_Text excerpt:_
## BEGIN
Standard of Decision

Summary judgment is proper "if the movant shows that there is no genuine dispute as to any material fact and the movant is entitled to judgment as a matter of law." Fed. R. Civ. P. 56(a). A material fact is one that "might affect the outcome of the suit under the governing law." Anderson v. Liberty Lobby, Inc. , 477 U.S. 242, 248, 106 S.Ct. 2505, 91 L.Ed.2d 202 (1986). A dispute is genuine if the facts and evidence are such that a reasonable juror could return a verdict for either party. Id. at 255, 106 S.Ct. 2505. All facts and reasonable inferences must be viewed in the light most favorable to the nonmovant. Id.

A movant bears the initial burden of demonstrating the absence of a dispute of material fact warranting summary judgment. See Celotex Corp. v. Catrett , 477 U.S. 317, 322-23, 106 S.Ct. 2548, 91 L.Ed.2d 265 (1986). If the movant carries this burden, the nonmovant must then go beyond the pleadings and "set forth specific facts" that would be admissible in evidence and that show a genuine issue for trial. See Anderson , 477 U.S. at 248, 106 S.Ct. 2505 ; Celotex , 477 U.S. at 324, 106 S.Ct. 2548. "To accomplish this, the facts must be identified by reference to affidavits, deposition transcripts, or specific exhibits incorporated therein." Adler v. Wal-Mart Stores, Inc. , 144 F.3d 664, 671 (10th Cir. 1998) ; see Fed. R. Civ. P. 56(c)(1)(A). "Cross-motions for summary judgment are treated as two individual motions for summary judgment and held to the same standard, with each motion viewed in the light most favorable to its nonmoving party." Banner Bank v. First Am. Title Ins. Co. , 916 F.3d 1323, 1326 (10th Cir. 2019). The inquiry is whether there is a need for a trial – "whether, in other words, there are any genuine factual issues that properly can be resolved only by a finder of fact because they may reasonably be resolved in favor of either party." Anderson , 477 U.S. at 251, 106 S.Ct. 2505.
## END
_Exercise task A:_
Extract every line of the entries below that contains the word "dark". Case counts.

_Data extract:_
## BEGIN
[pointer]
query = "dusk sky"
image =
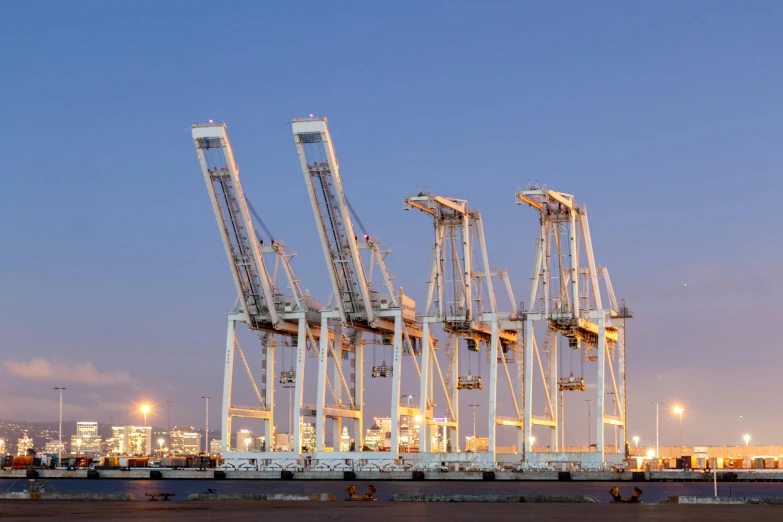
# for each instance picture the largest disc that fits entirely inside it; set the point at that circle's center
(663, 118)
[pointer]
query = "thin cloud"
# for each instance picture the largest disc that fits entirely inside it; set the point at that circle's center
(83, 372)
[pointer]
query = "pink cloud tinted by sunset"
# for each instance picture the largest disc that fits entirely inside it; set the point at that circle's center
(83, 372)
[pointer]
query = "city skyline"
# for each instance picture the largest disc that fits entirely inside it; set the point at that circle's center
(661, 120)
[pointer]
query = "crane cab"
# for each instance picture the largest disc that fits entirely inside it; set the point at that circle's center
(469, 382)
(382, 371)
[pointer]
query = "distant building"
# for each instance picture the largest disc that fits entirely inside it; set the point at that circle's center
(86, 441)
(185, 442)
(345, 440)
(23, 444)
(282, 442)
(308, 436)
(53, 447)
(476, 444)
(375, 437)
(131, 440)
(246, 441)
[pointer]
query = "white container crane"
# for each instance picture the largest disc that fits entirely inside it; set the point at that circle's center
(262, 304)
(358, 305)
(566, 297)
(461, 298)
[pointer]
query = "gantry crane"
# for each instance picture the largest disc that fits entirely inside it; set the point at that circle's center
(566, 296)
(461, 298)
(359, 306)
(261, 304)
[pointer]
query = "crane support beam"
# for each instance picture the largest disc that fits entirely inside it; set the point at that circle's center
(566, 297)
(351, 263)
(264, 306)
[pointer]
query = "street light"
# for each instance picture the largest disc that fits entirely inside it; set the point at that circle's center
(589, 422)
(60, 444)
(657, 453)
(678, 410)
(474, 406)
(206, 429)
(145, 409)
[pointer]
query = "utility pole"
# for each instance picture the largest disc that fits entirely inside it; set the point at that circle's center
(614, 412)
(168, 425)
(589, 435)
(60, 445)
(206, 430)
(474, 406)
(657, 455)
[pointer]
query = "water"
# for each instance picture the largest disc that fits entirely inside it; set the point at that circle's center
(653, 491)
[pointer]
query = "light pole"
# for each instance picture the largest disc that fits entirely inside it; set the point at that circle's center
(657, 455)
(168, 422)
(206, 430)
(589, 423)
(678, 410)
(614, 412)
(60, 445)
(145, 409)
(474, 406)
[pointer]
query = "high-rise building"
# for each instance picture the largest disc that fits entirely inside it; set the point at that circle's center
(86, 441)
(131, 440)
(282, 442)
(246, 441)
(23, 444)
(308, 436)
(185, 441)
(53, 447)
(476, 444)
(374, 437)
(345, 440)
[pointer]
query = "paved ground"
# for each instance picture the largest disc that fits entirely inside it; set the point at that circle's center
(377, 512)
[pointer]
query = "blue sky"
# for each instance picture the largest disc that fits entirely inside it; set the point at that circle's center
(662, 118)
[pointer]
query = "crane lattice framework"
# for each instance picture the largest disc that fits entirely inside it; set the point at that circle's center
(355, 304)
(567, 297)
(461, 298)
(262, 304)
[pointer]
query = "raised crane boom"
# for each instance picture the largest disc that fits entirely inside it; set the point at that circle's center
(358, 303)
(236, 227)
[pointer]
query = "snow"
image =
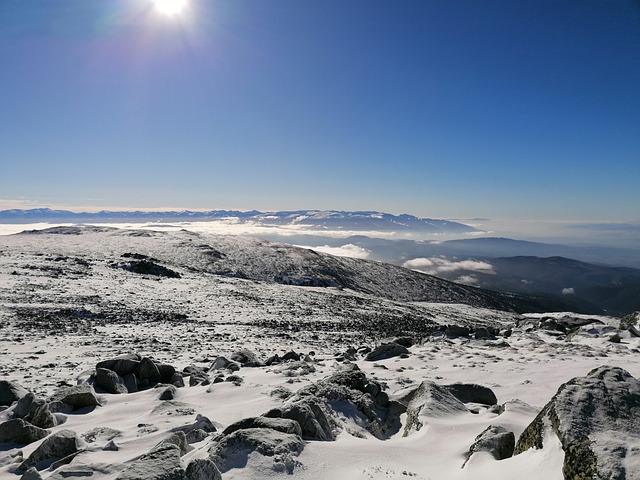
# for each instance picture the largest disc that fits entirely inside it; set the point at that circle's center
(118, 311)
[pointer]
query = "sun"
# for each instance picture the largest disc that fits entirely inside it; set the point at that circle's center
(170, 7)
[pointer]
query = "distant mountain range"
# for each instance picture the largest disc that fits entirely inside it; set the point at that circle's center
(323, 219)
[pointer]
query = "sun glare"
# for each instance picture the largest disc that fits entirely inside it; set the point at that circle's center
(170, 7)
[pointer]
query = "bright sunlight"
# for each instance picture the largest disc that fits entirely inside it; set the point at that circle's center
(170, 7)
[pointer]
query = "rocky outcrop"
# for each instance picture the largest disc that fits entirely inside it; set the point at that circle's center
(10, 392)
(495, 440)
(20, 432)
(234, 449)
(56, 446)
(597, 420)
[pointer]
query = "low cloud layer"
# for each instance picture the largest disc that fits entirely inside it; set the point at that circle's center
(439, 265)
(348, 250)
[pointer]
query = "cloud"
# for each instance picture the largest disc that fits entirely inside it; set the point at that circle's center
(439, 265)
(348, 250)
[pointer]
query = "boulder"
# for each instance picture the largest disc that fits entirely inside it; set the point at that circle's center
(429, 400)
(148, 371)
(246, 358)
(10, 392)
(495, 440)
(55, 447)
(110, 381)
(78, 396)
(386, 350)
(233, 450)
(203, 469)
(20, 432)
(597, 420)
(284, 425)
(472, 393)
(122, 365)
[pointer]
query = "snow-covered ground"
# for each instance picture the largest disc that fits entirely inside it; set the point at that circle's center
(68, 301)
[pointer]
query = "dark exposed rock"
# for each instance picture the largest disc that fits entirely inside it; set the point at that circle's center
(55, 447)
(20, 432)
(495, 440)
(77, 396)
(110, 381)
(233, 450)
(203, 469)
(429, 400)
(10, 392)
(147, 370)
(246, 358)
(386, 350)
(604, 404)
(470, 392)
(284, 425)
(168, 392)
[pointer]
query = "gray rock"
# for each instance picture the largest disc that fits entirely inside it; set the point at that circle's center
(168, 392)
(386, 350)
(78, 396)
(161, 463)
(11, 392)
(233, 450)
(203, 469)
(122, 365)
(246, 358)
(55, 447)
(31, 474)
(110, 381)
(20, 432)
(495, 440)
(470, 392)
(148, 370)
(429, 400)
(100, 434)
(603, 405)
(285, 425)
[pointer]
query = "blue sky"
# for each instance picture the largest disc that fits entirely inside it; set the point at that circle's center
(446, 109)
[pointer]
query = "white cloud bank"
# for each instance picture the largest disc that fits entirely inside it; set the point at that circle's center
(348, 250)
(439, 265)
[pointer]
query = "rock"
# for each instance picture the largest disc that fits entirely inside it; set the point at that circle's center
(166, 372)
(178, 439)
(234, 449)
(168, 393)
(55, 447)
(203, 469)
(284, 425)
(246, 358)
(110, 381)
(495, 440)
(291, 355)
(10, 392)
(472, 393)
(131, 382)
(429, 400)
(102, 434)
(20, 432)
(386, 350)
(122, 365)
(177, 380)
(78, 396)
(597, 420)
(161, 463)
(454, 331)
(147, 370)
(31, 474)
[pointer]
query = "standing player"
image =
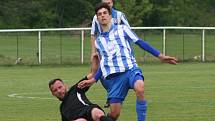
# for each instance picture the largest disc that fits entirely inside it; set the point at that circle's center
(117, 18)
(75, 105)
(118, 65)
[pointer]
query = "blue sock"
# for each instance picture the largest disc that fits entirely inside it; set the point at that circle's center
(141, 106)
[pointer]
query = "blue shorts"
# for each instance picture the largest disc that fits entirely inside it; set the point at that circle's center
(118, 84)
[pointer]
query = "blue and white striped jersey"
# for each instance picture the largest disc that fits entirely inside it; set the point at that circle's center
(115, 50)
(117, 18)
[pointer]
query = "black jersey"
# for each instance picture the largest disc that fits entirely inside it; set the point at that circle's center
(76, 105)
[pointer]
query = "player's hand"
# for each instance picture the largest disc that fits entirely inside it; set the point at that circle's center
(86, 83)
(168, 59)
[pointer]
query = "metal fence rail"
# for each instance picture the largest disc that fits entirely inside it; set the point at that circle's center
(84, 30)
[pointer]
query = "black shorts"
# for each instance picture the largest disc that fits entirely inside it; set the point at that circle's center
(85, 112)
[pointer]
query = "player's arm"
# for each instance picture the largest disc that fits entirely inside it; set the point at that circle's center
(94, 31)
(124, 20)
(89, 82)
(85, 88)
(147, 47)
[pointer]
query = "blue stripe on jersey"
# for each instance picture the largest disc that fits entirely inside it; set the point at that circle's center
(104, 53)
(96, 29)
(123, 57)
(115, 50)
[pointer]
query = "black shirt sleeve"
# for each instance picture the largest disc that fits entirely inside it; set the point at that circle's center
(83, 90)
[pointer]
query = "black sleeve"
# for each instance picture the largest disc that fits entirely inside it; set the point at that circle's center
(63, 118)
(84, 89)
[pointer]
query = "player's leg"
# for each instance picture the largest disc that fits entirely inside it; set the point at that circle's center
(115, 109)
(94, 64)
(141, 104)
(99, 115)
(136, 81)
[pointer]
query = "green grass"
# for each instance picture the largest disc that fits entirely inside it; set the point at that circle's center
(184, 92)
(65, 47)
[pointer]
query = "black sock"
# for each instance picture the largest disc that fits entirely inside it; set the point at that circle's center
(85, 78)
(105, 118)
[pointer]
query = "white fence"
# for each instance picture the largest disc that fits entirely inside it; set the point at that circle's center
(135, 28)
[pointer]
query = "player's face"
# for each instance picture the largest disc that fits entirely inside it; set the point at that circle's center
(103, 16)
(58, 90)
(109, 2)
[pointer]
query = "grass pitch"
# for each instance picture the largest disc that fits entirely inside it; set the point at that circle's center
(184, 92)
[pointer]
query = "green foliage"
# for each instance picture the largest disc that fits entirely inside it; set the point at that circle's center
(76, 13)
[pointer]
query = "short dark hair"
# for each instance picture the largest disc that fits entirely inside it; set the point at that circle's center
(51, 82)
(102, 5)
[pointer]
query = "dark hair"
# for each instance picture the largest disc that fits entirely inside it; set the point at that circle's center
(51, 82)
(102, 5)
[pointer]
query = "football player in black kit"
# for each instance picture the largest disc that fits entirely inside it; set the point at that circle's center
(75, 105)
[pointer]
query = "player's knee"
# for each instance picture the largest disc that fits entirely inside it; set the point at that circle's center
(139, 88)
(97, 113)
(114, 114)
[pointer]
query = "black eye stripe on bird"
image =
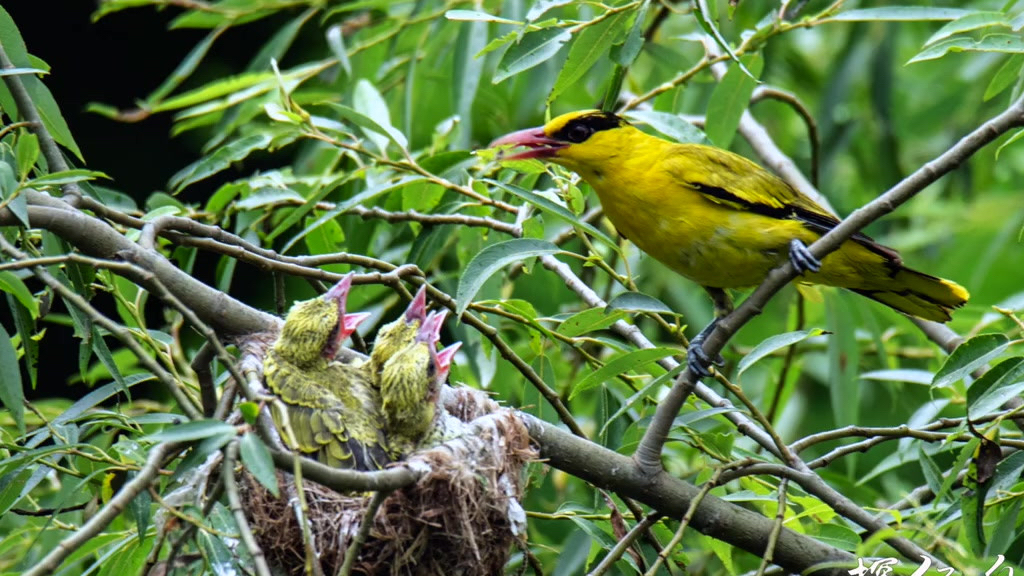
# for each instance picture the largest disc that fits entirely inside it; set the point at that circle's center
(720, 219)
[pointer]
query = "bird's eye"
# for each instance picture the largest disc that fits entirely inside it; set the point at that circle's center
(578, 133)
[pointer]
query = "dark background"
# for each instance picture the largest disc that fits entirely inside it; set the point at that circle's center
(117, 60)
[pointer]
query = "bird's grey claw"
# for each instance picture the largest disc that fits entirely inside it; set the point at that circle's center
(802, 258)
(697, 360)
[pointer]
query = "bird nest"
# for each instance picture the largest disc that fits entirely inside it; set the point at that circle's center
(462, 517)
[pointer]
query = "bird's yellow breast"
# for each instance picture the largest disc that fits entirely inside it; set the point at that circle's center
(637, 180)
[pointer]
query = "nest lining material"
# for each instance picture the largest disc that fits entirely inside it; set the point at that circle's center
(461, 518)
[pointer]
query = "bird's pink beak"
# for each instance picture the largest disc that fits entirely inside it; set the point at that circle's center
(347, 322)
(539, 145)
(418, 307)
(430, 330)
(340, 290)
(444, 357)
(350, 322)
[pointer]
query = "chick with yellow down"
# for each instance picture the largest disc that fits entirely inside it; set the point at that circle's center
(410, 387)
(395, 335)
(332, 408)
(720, 219)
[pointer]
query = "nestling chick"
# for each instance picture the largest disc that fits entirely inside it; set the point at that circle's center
(410, 386)
(331, 408)
(396, 335)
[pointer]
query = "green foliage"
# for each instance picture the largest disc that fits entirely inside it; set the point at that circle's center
(366, 118)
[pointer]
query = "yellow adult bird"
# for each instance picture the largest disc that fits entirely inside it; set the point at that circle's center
(411, 384)
(332, 408)
(720, 219)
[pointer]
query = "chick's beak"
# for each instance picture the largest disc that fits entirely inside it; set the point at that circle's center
(418, 309)
(350, 322)
(340, 290)
(444, 357)
(539, 145)
(430, 331)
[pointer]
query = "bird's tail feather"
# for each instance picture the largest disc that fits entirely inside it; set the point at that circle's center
(921, 295)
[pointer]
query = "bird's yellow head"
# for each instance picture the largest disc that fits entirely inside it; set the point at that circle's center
(315, 329)
(398, 334)
(583, 141)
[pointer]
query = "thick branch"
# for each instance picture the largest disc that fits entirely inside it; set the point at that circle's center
(716, 518)
(94, 237)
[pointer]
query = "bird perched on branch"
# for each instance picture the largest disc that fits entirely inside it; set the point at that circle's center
(720, 219)
(411, 383)
(394, 336)
(332, 408)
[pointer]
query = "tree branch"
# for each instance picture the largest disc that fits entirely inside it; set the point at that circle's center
(714, 517)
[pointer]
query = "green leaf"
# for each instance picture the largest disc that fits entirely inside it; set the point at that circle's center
(140, 506)
(626, 54)
(587, 47)
(898, 13)
(1005, 77)
(197, 429)
(370, 104)
(65, 177)
(588, 321)
(729, 100)
(642, 393)
(264, 80)
(540, 7)
(185, 68)
(992, 43)
(773, 343)
(257, 459)
(931, 470)
(46, 107)
(670, 125)
(619, 365)
(250, 411)
(693, 416)
(103, 354)
(838, 536)
(554, 209)
(11, 393)
(969, 357)
(26, 326)
(638, 301)
(1005, 532)
(971, 22)
(988, 393)
(12, 285)
(371, 125)
(220, 160)
(361, 198)
(900, 375)
(535, 48)
(26, 153)
(973, 510)
(494, 258)
(476, 15)
(1017, 135)
(336, 40)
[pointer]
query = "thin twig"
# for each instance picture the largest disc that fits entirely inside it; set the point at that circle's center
(235, 501)
(352, 552)
(776, 528)
(620, 548)
(105, 515)
(54, 159)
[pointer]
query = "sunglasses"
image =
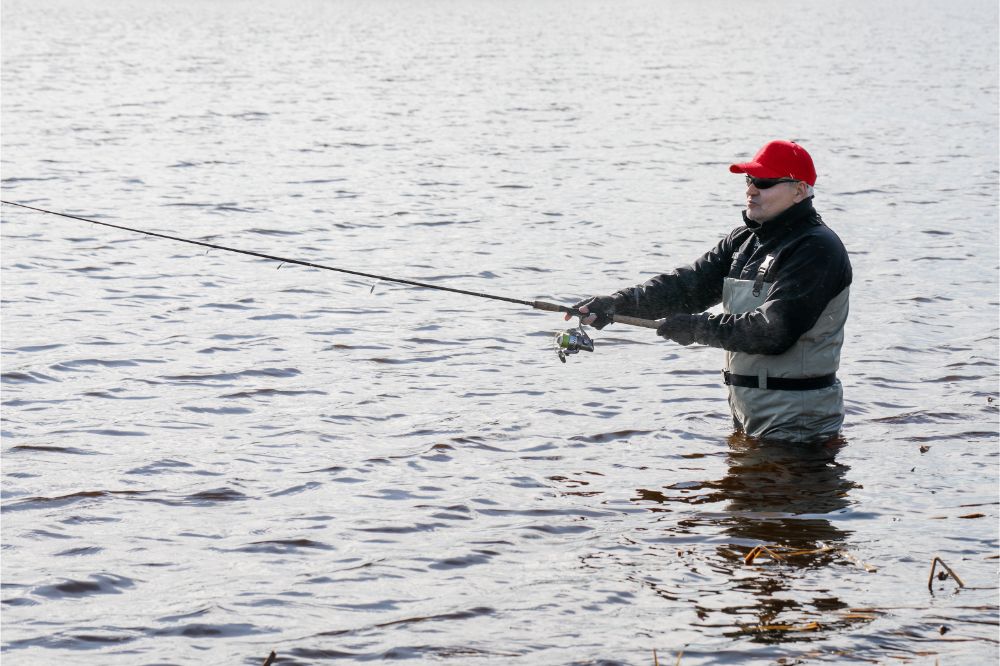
## END
_Exercise task B:_
According to the summary judgment excerpt, when is a dispute genuine?

_Final answer A:_
query = "dark exposed rock"
query = "short dark hair"
query = "dark hair"
query = "dark background"

_Final answer B:_
A dispute is genuine if the facts and evidence are such that a reasonable juror could return a verdict for either party.